What you should do: Transcribe the entries below with complete accuracy, excluding the pictures.

-- Input for this task follows --

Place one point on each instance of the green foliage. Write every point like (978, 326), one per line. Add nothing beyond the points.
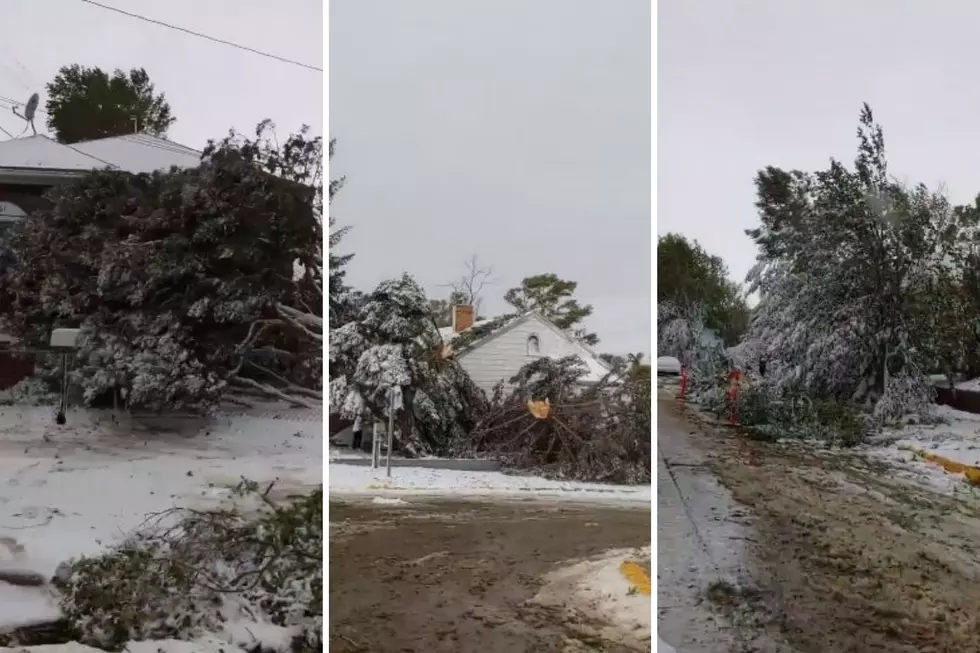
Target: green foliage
(768, 415)
(687, 275)
(87, 103)
(552, 297)
(167, 273)
(181, 576)
(341, 301)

-- Input for this task concluded --

Answer to the exercise:
Place one point on each instance of the green foliage. Write every point like (978, 326), one per line. Add nothing beyond the points.
Target: green foliage
(768, 415)
(687, 275)
(87, 103)
(552, 297)
(167, 273)
(181, 576)
(341, 301)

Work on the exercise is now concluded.